----- SOURCE RECORDS -----

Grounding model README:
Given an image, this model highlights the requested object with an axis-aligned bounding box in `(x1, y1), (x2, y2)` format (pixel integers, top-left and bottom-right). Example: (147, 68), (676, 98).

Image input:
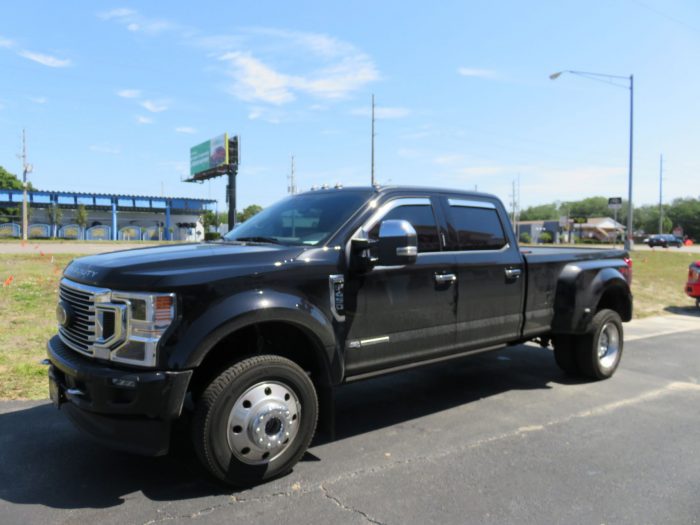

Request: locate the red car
(686, 261), (700, 309)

-----

## EXERCISE AIM:
Each line of the entries holding the string "model" should be found and copied.

## RESULT FOR THIS EXERCISE:
Grounding model README:
Given an image, this model highlights the requested object with an axis-aligned bounding box in `(x1, y1), (x2, y2)` format (pixel integers, top-left and bottom-right). Example: (147, 68), (676, 98).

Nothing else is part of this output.